» Data shown
◇ ◇ ◇ ◇

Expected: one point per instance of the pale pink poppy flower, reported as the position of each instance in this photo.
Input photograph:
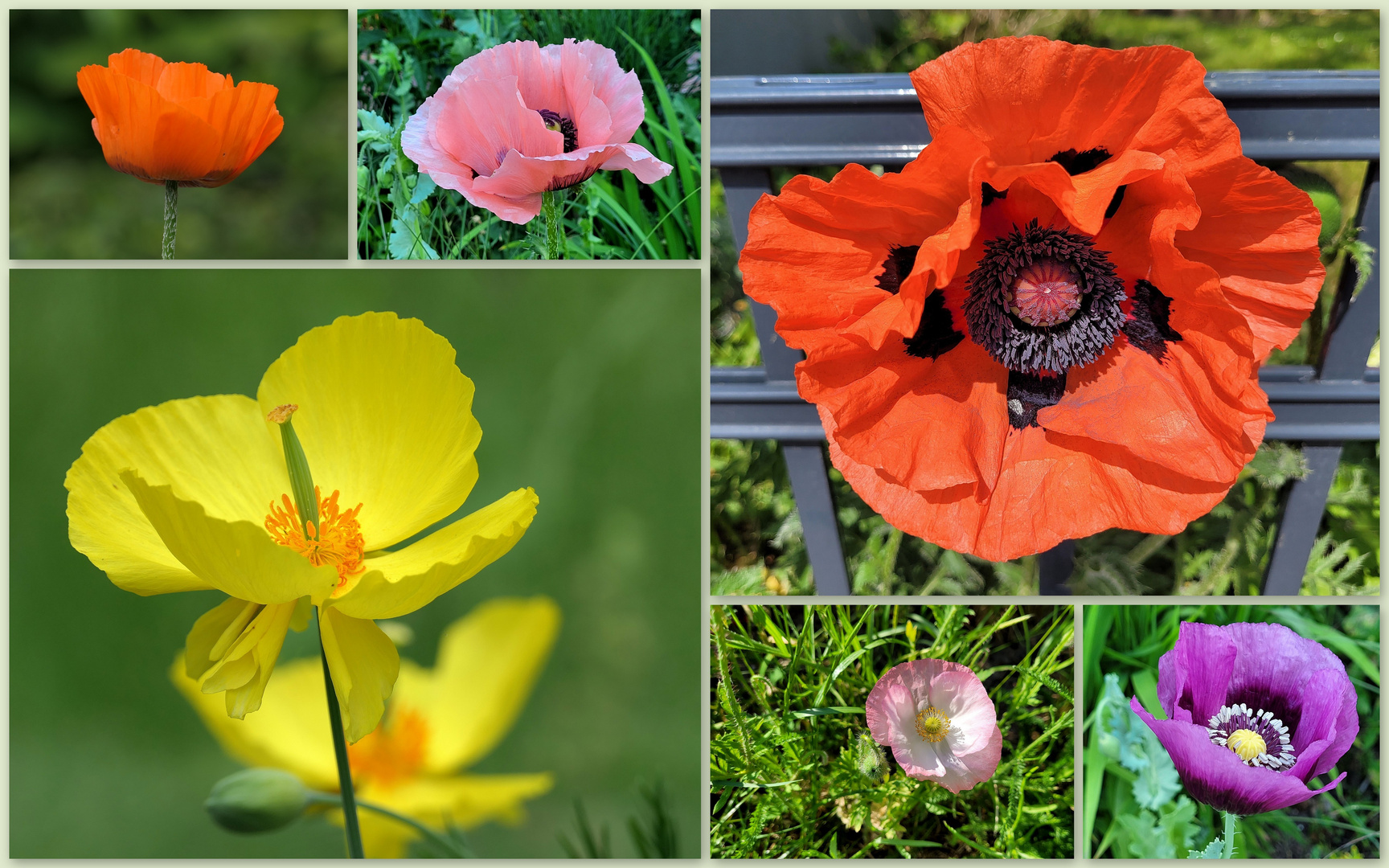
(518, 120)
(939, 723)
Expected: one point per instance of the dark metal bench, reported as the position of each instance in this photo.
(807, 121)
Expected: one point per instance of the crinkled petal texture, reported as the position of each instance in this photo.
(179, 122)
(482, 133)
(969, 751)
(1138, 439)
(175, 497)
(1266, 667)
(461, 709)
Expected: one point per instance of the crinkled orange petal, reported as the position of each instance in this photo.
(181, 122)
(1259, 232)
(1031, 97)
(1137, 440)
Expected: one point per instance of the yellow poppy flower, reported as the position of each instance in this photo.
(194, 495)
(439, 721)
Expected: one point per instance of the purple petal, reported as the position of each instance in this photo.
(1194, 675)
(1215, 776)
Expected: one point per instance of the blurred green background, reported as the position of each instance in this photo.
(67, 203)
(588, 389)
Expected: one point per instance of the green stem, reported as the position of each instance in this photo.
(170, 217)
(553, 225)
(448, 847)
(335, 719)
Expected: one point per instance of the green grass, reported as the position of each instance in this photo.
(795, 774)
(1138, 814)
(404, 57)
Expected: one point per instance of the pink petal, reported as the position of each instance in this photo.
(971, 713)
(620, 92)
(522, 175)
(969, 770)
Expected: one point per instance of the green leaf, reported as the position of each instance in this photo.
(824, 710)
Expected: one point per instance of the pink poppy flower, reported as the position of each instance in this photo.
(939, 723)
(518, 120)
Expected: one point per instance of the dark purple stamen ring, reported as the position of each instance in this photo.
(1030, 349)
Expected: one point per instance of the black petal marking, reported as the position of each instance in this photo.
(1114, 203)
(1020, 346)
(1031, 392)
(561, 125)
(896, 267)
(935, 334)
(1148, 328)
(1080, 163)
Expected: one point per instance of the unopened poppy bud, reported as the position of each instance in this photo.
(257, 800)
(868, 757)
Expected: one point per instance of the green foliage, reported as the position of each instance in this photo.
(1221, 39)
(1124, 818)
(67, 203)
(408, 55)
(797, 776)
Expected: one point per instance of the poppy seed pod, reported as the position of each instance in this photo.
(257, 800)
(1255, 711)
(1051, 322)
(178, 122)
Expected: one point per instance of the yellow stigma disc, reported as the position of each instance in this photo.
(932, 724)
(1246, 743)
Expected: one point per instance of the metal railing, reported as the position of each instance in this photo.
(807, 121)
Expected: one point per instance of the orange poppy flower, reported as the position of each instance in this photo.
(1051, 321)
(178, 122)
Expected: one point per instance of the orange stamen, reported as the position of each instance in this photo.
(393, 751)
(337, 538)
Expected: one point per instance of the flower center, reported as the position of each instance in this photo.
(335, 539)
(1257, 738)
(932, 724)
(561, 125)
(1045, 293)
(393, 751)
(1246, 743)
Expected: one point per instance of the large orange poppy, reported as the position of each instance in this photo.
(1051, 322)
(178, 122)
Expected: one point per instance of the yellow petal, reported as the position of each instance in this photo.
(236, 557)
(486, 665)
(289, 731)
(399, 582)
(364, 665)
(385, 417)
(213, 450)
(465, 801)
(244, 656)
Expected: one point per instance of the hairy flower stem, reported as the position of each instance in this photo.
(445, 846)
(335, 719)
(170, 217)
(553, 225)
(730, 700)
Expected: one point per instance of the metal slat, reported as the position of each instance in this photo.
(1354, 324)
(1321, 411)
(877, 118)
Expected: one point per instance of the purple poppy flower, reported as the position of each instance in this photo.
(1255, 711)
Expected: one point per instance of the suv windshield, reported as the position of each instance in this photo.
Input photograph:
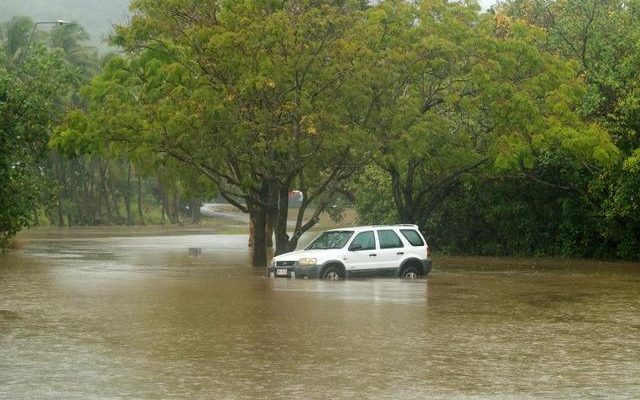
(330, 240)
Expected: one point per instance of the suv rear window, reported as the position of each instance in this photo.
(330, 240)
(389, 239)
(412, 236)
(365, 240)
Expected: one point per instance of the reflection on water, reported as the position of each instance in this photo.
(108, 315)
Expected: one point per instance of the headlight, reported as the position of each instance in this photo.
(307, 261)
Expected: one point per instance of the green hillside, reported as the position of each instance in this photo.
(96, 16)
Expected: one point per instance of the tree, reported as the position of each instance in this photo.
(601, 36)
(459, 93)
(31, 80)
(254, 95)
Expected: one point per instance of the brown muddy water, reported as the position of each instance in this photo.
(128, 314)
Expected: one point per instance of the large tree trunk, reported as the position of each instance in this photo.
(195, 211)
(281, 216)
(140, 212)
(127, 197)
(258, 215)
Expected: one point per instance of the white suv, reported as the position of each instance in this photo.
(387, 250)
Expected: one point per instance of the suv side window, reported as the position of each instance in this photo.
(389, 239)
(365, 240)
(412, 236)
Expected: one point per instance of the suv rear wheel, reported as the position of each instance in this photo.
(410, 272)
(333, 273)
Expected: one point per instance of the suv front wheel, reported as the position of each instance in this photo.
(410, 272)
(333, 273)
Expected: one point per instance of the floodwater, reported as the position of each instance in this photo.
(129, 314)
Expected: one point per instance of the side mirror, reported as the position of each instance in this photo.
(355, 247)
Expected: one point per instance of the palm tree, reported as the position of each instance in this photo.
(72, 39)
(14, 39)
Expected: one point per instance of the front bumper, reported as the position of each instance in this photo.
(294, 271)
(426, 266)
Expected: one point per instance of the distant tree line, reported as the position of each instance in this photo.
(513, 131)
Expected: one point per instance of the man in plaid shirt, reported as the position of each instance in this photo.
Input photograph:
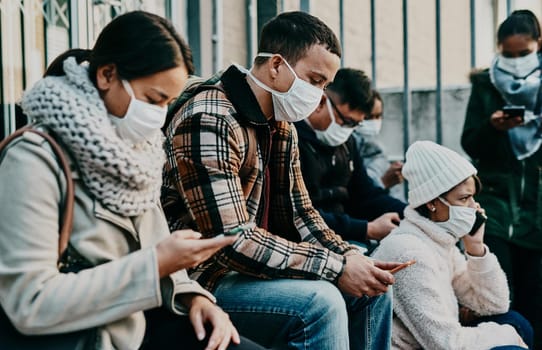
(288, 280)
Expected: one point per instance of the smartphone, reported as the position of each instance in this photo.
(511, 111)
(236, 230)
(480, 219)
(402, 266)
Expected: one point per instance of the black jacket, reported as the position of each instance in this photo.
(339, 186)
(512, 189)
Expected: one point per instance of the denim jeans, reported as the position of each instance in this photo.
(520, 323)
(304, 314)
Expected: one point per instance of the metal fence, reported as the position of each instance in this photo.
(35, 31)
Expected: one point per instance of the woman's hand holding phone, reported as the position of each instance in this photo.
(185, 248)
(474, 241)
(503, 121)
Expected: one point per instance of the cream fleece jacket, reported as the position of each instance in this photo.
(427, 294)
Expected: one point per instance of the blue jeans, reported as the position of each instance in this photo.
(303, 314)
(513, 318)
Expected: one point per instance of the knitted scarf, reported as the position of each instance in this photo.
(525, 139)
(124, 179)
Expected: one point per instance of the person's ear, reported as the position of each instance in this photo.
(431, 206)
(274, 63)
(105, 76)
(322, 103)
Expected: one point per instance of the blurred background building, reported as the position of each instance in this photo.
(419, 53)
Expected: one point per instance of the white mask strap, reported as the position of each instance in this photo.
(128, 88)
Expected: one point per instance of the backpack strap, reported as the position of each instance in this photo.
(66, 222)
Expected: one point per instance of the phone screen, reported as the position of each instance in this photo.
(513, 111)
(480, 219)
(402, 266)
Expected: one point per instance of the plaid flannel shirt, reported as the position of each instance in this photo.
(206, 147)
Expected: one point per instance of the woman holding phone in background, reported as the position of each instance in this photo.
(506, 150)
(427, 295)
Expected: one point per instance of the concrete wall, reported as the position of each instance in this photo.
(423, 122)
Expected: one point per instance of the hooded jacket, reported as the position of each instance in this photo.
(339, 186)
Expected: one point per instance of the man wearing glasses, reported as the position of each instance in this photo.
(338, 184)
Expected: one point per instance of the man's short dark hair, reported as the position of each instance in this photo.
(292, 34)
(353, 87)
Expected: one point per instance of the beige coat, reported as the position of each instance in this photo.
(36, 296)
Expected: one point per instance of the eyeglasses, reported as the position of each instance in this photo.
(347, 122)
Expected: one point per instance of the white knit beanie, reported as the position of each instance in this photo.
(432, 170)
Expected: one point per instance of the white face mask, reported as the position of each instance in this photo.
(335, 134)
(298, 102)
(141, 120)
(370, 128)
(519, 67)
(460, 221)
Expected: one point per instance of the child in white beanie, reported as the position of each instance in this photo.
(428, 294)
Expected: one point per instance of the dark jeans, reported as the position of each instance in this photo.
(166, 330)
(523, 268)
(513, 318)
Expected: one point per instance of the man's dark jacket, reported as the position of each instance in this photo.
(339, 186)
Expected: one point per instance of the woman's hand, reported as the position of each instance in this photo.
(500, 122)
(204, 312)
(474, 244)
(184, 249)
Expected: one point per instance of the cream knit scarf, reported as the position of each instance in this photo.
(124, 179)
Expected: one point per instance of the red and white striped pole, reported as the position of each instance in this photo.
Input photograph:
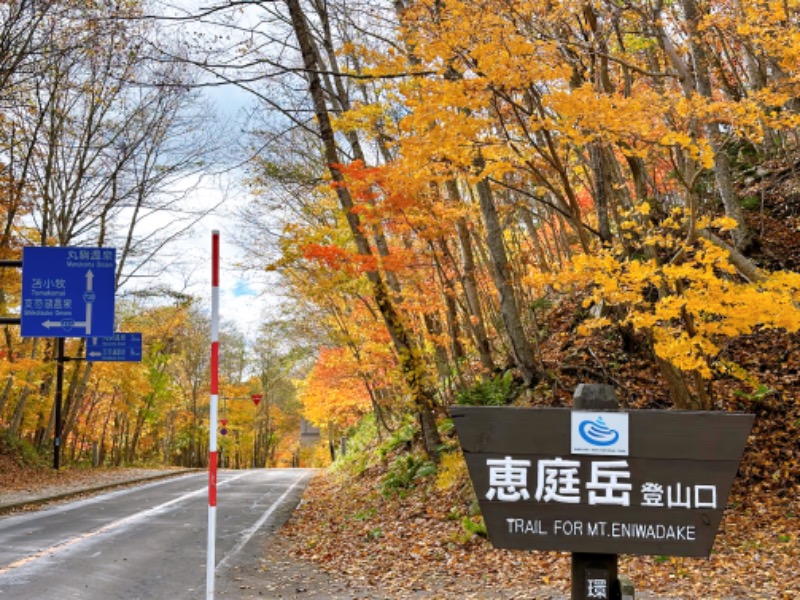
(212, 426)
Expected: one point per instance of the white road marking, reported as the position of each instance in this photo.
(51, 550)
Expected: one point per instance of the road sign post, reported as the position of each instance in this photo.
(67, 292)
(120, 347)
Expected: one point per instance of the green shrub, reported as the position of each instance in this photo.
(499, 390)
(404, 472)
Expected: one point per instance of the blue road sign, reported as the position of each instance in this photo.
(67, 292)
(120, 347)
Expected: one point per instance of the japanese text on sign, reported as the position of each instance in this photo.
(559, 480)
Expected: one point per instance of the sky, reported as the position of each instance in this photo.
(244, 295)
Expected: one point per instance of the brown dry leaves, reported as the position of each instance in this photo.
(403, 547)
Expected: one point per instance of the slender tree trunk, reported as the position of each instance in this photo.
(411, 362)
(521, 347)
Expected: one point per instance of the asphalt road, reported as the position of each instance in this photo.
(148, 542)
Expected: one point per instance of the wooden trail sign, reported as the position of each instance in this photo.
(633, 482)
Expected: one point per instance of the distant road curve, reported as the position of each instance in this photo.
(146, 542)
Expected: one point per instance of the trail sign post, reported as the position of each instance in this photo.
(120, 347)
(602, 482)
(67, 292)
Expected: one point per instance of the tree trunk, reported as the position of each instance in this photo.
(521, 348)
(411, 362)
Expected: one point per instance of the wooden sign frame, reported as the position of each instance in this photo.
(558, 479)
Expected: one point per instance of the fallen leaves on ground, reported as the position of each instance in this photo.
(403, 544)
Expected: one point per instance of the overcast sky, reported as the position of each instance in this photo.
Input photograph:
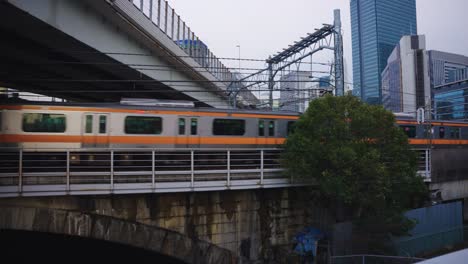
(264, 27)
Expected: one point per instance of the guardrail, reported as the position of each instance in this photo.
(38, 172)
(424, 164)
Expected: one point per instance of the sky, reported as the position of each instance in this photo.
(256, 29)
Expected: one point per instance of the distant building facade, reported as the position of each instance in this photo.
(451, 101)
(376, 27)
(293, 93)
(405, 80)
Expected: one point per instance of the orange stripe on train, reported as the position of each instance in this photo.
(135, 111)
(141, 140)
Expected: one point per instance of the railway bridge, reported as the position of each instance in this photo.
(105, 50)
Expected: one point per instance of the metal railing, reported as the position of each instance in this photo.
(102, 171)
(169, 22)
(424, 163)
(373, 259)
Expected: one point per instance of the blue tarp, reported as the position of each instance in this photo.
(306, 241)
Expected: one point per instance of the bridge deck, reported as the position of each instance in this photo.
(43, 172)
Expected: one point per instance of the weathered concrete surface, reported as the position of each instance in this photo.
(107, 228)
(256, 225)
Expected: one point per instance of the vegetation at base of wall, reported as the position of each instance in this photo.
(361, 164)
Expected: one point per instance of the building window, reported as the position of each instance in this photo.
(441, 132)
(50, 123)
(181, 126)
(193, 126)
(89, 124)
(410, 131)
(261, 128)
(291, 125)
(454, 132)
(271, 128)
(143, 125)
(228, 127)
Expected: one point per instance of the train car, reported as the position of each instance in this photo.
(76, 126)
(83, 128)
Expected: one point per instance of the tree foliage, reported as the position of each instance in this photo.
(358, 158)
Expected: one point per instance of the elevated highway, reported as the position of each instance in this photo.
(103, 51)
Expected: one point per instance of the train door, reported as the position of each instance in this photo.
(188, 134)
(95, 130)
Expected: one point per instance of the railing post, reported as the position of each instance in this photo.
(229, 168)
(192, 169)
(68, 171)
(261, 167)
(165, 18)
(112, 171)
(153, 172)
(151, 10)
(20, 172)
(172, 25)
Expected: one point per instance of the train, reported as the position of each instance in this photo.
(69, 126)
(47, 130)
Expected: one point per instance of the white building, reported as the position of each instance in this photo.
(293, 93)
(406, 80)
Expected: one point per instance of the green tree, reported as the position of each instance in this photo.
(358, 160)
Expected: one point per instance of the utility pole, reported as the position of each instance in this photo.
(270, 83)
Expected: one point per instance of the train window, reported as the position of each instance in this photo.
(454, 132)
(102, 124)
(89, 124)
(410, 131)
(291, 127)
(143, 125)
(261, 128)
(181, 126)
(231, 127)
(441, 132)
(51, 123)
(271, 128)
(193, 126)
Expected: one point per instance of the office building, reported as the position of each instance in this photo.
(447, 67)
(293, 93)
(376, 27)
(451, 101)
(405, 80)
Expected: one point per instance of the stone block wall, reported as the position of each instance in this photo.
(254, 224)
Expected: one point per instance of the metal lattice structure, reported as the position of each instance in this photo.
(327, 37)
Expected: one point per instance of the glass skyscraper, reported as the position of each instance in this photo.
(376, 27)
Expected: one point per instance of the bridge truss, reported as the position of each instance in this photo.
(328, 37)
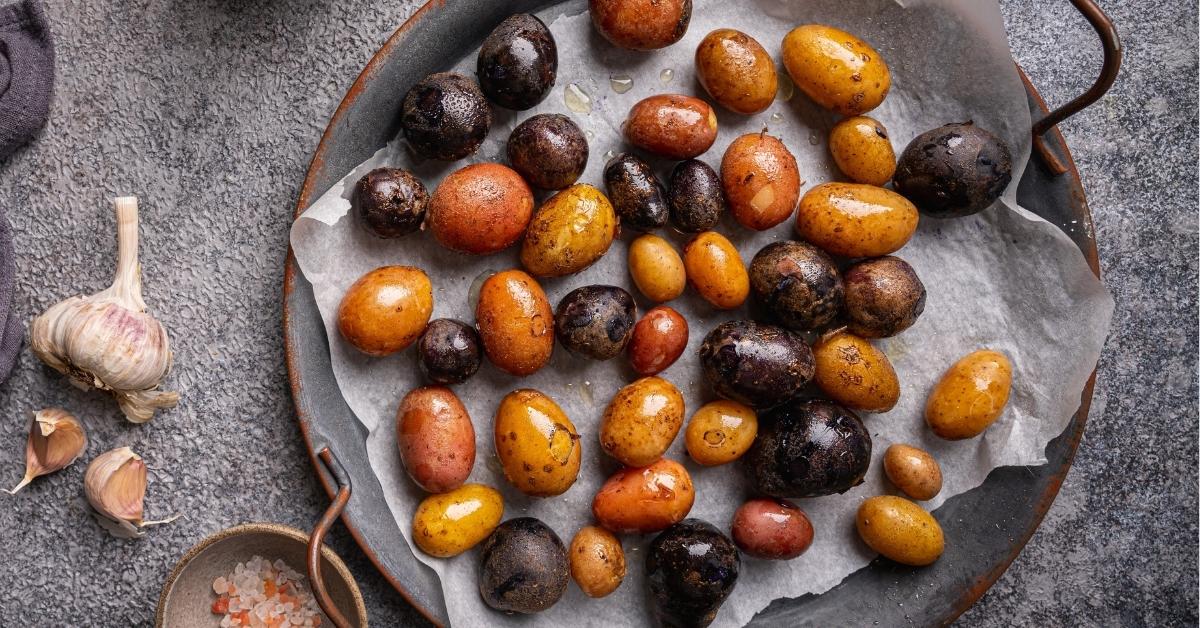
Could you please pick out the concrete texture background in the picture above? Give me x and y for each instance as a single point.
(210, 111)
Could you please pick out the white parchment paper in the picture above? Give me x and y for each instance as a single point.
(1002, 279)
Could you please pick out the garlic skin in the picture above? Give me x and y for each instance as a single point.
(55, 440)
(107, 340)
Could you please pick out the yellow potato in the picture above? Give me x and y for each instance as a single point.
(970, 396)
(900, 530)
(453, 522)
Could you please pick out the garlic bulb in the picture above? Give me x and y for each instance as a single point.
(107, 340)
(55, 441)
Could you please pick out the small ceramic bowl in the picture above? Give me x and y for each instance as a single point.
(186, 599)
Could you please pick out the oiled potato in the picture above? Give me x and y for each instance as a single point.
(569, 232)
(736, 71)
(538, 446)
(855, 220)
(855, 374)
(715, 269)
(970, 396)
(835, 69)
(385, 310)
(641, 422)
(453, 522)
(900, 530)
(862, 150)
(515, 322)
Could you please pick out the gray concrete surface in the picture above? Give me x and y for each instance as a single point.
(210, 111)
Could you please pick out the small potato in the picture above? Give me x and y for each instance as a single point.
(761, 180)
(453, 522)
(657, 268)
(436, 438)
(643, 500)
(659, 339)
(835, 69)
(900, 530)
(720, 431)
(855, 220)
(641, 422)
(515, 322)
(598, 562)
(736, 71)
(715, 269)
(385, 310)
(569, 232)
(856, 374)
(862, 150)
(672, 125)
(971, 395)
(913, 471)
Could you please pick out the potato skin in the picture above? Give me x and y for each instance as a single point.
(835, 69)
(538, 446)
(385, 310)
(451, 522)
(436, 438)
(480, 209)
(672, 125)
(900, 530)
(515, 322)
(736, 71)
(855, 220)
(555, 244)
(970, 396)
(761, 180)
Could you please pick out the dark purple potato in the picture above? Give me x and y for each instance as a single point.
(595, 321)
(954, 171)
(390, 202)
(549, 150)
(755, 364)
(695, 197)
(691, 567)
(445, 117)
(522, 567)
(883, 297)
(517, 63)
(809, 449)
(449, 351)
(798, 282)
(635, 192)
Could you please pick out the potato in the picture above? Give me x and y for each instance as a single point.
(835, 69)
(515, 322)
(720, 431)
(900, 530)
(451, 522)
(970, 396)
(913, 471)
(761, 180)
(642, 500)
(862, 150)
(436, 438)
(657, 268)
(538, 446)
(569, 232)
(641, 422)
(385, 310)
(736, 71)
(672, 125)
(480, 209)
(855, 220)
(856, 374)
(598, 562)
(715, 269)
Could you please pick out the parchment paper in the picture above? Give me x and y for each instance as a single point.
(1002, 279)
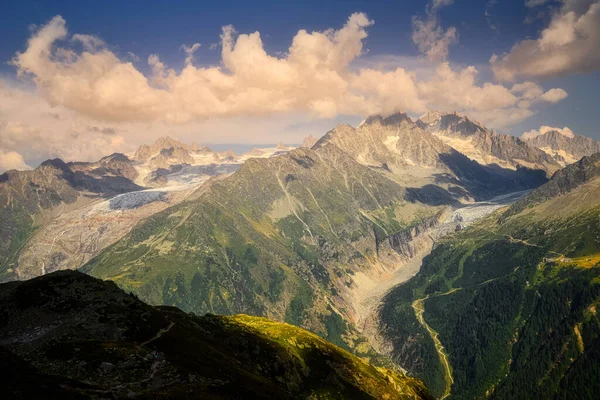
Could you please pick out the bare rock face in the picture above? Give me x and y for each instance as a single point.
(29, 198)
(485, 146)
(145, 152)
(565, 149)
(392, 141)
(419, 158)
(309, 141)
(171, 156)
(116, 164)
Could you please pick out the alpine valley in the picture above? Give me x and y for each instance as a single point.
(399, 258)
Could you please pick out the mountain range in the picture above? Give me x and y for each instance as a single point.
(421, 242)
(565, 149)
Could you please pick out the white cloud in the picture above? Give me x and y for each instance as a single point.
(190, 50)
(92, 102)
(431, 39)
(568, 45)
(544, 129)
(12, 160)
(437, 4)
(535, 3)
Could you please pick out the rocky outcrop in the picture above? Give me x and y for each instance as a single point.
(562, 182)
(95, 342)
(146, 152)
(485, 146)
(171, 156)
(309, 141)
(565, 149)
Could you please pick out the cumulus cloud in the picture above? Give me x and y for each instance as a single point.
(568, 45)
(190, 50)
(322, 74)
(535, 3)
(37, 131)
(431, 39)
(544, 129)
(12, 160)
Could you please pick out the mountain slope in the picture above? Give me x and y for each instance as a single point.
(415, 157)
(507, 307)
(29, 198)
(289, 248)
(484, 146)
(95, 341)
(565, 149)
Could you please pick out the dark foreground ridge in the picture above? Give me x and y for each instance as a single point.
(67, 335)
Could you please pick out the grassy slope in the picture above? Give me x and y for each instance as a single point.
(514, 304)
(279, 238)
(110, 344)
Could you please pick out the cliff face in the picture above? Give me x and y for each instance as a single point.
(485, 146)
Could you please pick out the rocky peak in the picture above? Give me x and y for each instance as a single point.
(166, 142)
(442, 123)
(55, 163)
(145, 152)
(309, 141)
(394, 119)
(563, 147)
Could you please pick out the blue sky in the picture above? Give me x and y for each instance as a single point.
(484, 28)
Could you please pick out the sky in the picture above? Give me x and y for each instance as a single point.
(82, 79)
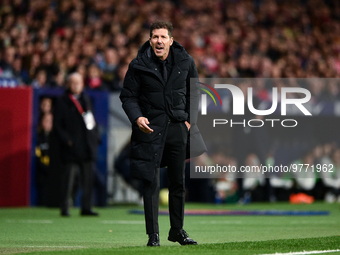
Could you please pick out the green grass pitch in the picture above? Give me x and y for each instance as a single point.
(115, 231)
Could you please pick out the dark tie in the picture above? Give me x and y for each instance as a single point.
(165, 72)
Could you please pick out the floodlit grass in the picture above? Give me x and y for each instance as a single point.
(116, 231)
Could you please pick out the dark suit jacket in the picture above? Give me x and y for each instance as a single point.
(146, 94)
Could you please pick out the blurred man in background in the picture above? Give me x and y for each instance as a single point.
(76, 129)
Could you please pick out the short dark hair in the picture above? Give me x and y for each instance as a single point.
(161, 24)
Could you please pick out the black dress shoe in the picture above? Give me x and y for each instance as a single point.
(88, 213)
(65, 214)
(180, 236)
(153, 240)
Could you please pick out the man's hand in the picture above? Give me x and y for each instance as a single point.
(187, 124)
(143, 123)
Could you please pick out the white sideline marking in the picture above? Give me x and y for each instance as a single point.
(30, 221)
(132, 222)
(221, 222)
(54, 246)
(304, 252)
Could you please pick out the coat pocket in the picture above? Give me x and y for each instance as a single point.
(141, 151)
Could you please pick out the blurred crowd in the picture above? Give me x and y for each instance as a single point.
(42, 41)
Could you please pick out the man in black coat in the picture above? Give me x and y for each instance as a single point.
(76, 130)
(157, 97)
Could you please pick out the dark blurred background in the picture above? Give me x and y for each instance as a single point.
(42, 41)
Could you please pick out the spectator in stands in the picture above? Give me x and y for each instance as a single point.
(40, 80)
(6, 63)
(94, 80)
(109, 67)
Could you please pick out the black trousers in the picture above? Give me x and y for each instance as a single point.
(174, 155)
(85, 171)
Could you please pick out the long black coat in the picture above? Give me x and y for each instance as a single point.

◇ ◇ ◇ ◇

» What is required
Copy the lines above word for word, from the first line of the records up to and including the line with "(1137, 440)". Leave the pictures out of your answer.

» Finished answer
Expected: one point per instance of the pale pink poppy flower, reported as the position of each instance in this photo.
Input photograph:
(518, 120)
(939, 723)
Expected: one point per instance of the dark metal bench, reported as the position of each instance in this photo.
(807, 121)
Expected: one point per instance of the crinkled petal texture, reported as the position of each instance in this photo.
(179, 122)
(482, 133)
(969, 751)
(1138, 439)
(175, 497)
(1266, 667)
(461, 709)
Expected: one point per instance of the crinkled orange petal, reported as the position of each instance in this photo.
(181, 122)
(1259, 232)
(1031, 97)
(1137, 440)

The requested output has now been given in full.